• **Passage**
A Yankee Notebook
NUMBER 1502
May 2, 2010
Congress Stalls, And The States Begin To Take Over
EAST MONTPELIER – No doubt about it: We live in fascinating and dramatic times. I’m not sure they’re more dramatic than, say, the years of the Civil War, the Great Depression, or the 1960s and the Vietnam War. (I’m writing this on the eve of the fortieth anniversary of the so-called Kent State Massacre, in which United States National Guardsmen fired on and killed four college students in a crowd exercising – albeit quite disagreeably – its right to free speech and protest.) And perhaps these times only seem more fascinating because of the ever-present and easily available comment from all shades of the political spectrum.
I’ve been reading the text of President Obama’s commencement speech at the University of Michigan last week – something I couldn’t have done years ago; I’d’ve had to rely on reports and sound clips. Then I shifted to the various commentaries on the speech, and saw immediately how reading the opinions and arguments of those who disagree with us can – just as the President suggested – make our blood boil. And yet I can’t imagine doing anything different. Why else do we try to teach civic responsibility and debate in our schools?

• **Exercise instructions**
- a) Copy the notebook entry from "I’ve been reading" up to and including "in our schools?", switching "commencement speech" to "graduation address".
- b) State whether each statement agrees with the notebook entry, and quote the words that decide it. (i) The writer read the text of a commencement speech given at the University of Michigan. (ii) The entry was written after the fortieth anniversary of the Kent State Massacre. (iii) At Kent State, National Guardsmen killed four college students.

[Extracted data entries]
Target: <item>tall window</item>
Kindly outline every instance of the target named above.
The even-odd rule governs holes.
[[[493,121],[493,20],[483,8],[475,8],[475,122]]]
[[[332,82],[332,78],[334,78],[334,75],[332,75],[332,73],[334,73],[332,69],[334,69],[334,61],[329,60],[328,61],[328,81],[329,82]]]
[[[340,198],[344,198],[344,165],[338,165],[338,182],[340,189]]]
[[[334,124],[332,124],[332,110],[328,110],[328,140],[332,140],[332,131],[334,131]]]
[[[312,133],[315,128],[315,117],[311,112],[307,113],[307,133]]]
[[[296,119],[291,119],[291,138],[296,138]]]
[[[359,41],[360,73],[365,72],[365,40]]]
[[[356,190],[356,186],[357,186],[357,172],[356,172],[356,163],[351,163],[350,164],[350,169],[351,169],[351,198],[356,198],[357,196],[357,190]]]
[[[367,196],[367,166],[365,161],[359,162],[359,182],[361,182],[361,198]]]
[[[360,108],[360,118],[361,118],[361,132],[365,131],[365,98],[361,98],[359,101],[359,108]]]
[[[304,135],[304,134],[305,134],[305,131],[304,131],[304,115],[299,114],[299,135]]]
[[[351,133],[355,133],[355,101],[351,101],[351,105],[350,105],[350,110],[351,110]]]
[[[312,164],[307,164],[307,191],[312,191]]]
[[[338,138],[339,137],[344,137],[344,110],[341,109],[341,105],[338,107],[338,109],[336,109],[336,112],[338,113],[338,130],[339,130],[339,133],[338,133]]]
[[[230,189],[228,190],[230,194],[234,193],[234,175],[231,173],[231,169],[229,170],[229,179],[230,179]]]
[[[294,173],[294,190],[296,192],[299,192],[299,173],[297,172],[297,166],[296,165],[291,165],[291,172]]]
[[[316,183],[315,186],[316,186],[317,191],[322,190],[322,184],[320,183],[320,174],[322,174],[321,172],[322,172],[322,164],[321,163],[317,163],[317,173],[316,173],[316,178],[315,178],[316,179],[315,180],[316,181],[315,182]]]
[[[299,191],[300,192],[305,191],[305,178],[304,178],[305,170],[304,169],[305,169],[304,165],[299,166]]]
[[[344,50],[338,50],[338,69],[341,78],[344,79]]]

• **Answers by task**
- a)
I’ve been reading the text of President Obama’s graduation address at the University of Michigan last week – something I couldn’t have done years ago; I’d’ve had to rely on reports and sound clips. Then I shifted to the various commentaries on the speech, and saw immediately how reading the opinions and arguments of those who disagree with us can – just as the President suggested – make our blood boil. And yet I can’t imagine doing anything different. Why else do we try to teach civic responsibility and debate in our schools?

- b)
(i) Yes: "I’ve been reading the text of President Obama’s commencement speech at the University of Michigan last week"
(ii) No: "I’m writing this on the eve of the fortieth anniversary of the so-called Kent State Massacre"
(iii) Yes: "United States National Guardsmen fired on and killed four college students"